OBJETIVO DA TAREFA
Copie sem mudar nada o trecho do texto sobre os atabaques que começa nas palavras com "O caráter sofisticador" e termina em "religiosas e afro-brasileiras.".
____ TRECHO FORNECIDO
Foto: Diego Bresani/Divulgação

Os atabaques que estão na escola não são considerados “do fundamento” mas tem “um som profundo”. Eles são feitos de madeira reciclada, em tiras chanfradas, coladas umas nas outras, e carregam “o poder de tambor”, feitos com o couro de bode: “Ele é um atabaque que já pega essa energia, dá coisa de ser um atabaque. Um atabaque que tem uma ligação forte com a natureza, para o tipo de música que a gente faz.”

O caráter sofisticador seria o fundamento, um processo sob o qual os atabaques de dentro do terreiro são submetidos, e que tem como base a alimentação energética desses instrumentos: “O atabaque, principalmente os daqui, passam por processos de fundamento. Fazemos ‘obrigação’ nele, damos de comer, porque começa tudo nele”, diz Luizinho.

O som precisa ser feito, é um resultado, como esse dos jovens que operam os aguidavis, em contato com o couro, em afinações diferentes do run, do e do (nome dos atabaques). Em sons mais agudos, ou mais médios, os atabaques são administrados por mãos de sacerdotes, dentro do terreiro, o que para Luizinho faz com que eles “entrem na onda de um fundamento” e que “sejam mas não sejam” sagrados. Os conteúdos das aulas da Escola e sua maneira de ensinar acontecem de acordo com os aprendizados das culturas afro religiosas e afro-brasileiras.
________
____ MATERIAL DE ESTUDO
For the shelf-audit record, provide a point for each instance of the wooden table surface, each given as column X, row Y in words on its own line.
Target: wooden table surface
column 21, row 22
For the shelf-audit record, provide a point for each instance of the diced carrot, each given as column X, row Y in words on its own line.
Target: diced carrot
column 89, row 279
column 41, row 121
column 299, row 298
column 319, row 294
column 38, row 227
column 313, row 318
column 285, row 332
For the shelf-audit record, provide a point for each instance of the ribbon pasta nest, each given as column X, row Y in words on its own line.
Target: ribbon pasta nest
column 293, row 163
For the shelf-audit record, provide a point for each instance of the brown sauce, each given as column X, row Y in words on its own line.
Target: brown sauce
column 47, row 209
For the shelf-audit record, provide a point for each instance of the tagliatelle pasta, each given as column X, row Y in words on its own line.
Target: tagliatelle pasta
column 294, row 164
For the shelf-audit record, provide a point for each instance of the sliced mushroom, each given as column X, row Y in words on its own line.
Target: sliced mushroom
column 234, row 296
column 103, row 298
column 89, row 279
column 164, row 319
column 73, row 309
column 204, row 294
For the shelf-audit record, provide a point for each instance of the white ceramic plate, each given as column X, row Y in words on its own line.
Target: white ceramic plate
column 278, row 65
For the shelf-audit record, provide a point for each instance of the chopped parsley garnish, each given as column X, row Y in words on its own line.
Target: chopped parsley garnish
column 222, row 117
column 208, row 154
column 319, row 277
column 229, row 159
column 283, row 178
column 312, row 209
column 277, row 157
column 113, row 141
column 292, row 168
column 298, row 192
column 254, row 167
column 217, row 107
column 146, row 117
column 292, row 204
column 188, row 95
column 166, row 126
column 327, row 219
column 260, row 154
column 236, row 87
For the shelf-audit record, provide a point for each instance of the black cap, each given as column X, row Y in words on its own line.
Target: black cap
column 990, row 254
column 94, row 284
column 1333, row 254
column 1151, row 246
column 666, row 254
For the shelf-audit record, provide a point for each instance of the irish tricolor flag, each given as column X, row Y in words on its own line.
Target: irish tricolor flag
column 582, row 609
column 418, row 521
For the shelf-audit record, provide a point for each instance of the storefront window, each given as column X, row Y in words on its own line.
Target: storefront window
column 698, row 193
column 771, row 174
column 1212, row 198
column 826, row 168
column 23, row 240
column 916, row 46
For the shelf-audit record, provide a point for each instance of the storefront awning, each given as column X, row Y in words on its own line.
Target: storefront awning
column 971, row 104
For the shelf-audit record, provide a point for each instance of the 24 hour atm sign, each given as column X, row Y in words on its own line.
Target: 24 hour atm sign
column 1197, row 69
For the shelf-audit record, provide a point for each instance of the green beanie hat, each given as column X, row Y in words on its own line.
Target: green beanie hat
________
RESPOSTA DO EXERCÍCIO
O caráter sofisticador seria o fundamento, um processo sob o qual os atabaques de dentro do terreiro são submetidos, e que tem como base a alimentação energética desses instrumentos: “O atabaque, principalmente os daqui, passam por processos de fundamento. Fazemos ‘obrigação’ nele, damos de comer, porque começa tudo nele”, diz Luizinho.

O som precisa ser feito, é um resultado, como esse dos jovens que operam os aguidavis, em contato com o couro, em afinações diferentes do run, do e do (nome dos atabaques). Em sons mais agudos, ou mais médios, os atabaques são administrados por mãos de sacerdotes, dentro do terreiro, o que para Luizinho faz com que eles “entrem na onda de um fundamento” e que “sejam mas não sejam” sagrados. Os conteúdos das aulas da Escola e sua maneira de ensinar acontecem de acordo com os aprendizados das culturas afro religiosas e afro-brasileiras.